(PROBLEM REQUIREMENTS)
Can you extract the part of the article on Officer Clayton Townsend between "Police arrested Sanstead" and "created by Johnson.", inclusive, copying it word for word?

(EXTRACT TO READ)
▼
PHOENIX (3TV/CBS 5) -- The mother of fallen Salt River Police Officer Clayton Townsend says the public can honor her son by pledging to not text while driving.
“There’s truly no word in any human language that is describing the pain that we’re going through,” Toni Townsend said Thursday, less than 48 hours after her son was hit and killed by a man admitted to investigators that he was texting in the moments leading up to the crash.
She says her son was destined to become a public servant.
“I remember as a little boy we would be in the car and he would see a fire truck, and he would say, ‘Let’s go see! I want to see what’s going on,’” Townsend recalled. “He thoroughly enjoyed his job, and he was good at it and he would tell stories.”
Officer Townsend was conducting a traffic stop on Loop 101 near McDowell Road Tuesday night when a driver was allegedly seen crossing two lanes and crashing into the young officer. That driver, later identified as Jerry Sanstead, was allegedly texting at the time.
“There’s no text that is so important that it can take a father away from their wife or a dad away from their son,” Townsend said.
She says Clayton loved riding motorcycles, loved his job, but above all, he loved being a father. She explained that it was not clear if having a child was in the cards for her son after he beat cancer.
When Clayton’s wife Deanna gave birth to a baby boy, the family believed the child was truly a miracle.
Brixton is now 10 months old.
[SLIDESHOW: The Townsend family]
“The kind of father he showed up as absolutely blew me away,” Peter Johnson, Clayton’s father-in-law, said. “There was a standing joke that we had a bromance because he would text me and make plans.”
Johnson says losing Clayton has left a giant hole in the family. When it comes to the accused driver, Johnson says he wants the punishment to fit the crime.
“What’s justice? What can be done?” Johnson asked. “It won’t bring Clayton back, but maybe it’ll deter somebody down the road.”
[APP USERS: Click here to take poll]
[RELATED: Texting and driving: Should Arizona ban it?]
Sanstead has no previous record and, like Clayton Townsend, is a husband and father.
Police arrested Sanstead was arrested on suspicion of manslaughter, aggravated assault with a deadly weapon and endangerment. He posted bail and was released from jail Thursday night.
More than 35.4 million people have taken the AT&T pledge "to drive distraction free" at ItCanWait.com.
USAA is also part of "It Can Wait" program. It has more than 460,000 pledges.
Reset your #ItCanWait pledge! Take the challenge and see how far you can go without driving distracted. Post your mileage (once safely off the road) and share with @ItCanWait pic.twitter.com/KoJvfGa0P4— It Can Wait (@ItCanWait) January 4, 2019
How you can help the Townsend family
If you would like to help the Townsend family, there are several options, including a GoFundMe account created by Johnson.
Arizona's Family has teamed up with 100 Club of Arizona, a nonprofit organization that assists first responders, to raise money for fallen Salt River Officer Clayton Townsend's family.
You can make a donation by texting the word Fallen to 243725. You will receive a link that will allow to enter the amount of your donation and your credit card information. Standard message rates apply.
If you prefer to make a contribution in person, you can do so at a car wash Saturday, Jan. 12, 8 a.m.-1 p.m., in the parking lot of North Valley Christian Academy, 33655 N. 27th Dr. in Phoenix.
Gerber Injury Law and North Valley Christian Academy will be accepting donations at the event. All proceeds will got to Townsend's family.
Finally, the Salt River Police Department established a memorial fund Wednesday evening to benefit Officer Townsend's family. You can donate to the Townsend Benefit Memorial Fund through Wells Fargo Bank at Account Number: 3535835825.
▲
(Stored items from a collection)
▼
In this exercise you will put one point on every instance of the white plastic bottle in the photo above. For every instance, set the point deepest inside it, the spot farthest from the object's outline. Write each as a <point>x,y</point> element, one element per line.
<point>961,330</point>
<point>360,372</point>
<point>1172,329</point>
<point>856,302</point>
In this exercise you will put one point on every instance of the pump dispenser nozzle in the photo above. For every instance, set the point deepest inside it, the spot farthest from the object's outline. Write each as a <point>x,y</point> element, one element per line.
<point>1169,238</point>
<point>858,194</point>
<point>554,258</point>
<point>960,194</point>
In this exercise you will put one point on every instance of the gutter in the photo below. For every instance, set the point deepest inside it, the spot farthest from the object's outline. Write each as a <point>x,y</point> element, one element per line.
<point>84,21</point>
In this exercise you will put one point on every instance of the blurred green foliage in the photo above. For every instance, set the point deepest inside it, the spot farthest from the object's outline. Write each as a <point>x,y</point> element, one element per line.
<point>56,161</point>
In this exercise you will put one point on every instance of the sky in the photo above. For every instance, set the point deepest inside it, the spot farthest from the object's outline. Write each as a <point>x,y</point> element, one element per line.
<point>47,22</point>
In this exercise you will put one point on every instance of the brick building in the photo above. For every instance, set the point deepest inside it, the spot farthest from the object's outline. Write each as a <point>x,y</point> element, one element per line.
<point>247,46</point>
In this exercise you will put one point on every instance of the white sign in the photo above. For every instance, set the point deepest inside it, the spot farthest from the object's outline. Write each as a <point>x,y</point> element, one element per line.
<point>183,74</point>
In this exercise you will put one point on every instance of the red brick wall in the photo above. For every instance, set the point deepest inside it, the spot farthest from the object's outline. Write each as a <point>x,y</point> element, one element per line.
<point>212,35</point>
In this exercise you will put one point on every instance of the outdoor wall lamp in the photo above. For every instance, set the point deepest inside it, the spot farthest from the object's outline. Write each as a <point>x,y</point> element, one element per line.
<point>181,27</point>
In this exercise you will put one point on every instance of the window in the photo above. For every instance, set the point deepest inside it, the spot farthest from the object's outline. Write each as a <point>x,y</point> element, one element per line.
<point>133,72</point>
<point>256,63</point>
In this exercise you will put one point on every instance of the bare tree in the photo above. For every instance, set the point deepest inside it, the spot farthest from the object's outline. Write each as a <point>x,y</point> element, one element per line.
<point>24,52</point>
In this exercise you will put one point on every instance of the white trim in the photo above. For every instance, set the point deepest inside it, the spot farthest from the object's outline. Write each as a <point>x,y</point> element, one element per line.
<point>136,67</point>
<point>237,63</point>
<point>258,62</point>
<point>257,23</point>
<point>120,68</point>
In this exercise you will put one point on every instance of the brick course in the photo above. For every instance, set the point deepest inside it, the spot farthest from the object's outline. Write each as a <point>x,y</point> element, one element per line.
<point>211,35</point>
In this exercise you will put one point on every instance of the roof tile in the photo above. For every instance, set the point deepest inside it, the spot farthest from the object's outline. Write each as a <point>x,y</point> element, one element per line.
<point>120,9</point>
▲
(PROBLEM SOLUTION)
Police arrested Sanstead was arrested on suspicion of manslaughter, aggravated assault with a deadly weapon and endangerment. He posted bail and was released from jail Thursday night.
More than 35.4 million people have taken the AT&T pledge "to drive distraction free" at ItCanWait.com.
USAA is also part of "It Can Wait" program. It has more than 460,000 pledges.
Reset your #ItCanWait pledge! Take the challenge and see how far you can go without driving distracted. Post your mileage (once safely off the road) and share with @ItCanWait pic.twitter.com/KoJvfGa0P4— It Can Wait (@ItCanWait) January 4, 2019
How you can help the Townsend family
If you would like to help the Townsend family, there are several options, including a GoFundMe account created by Johnson.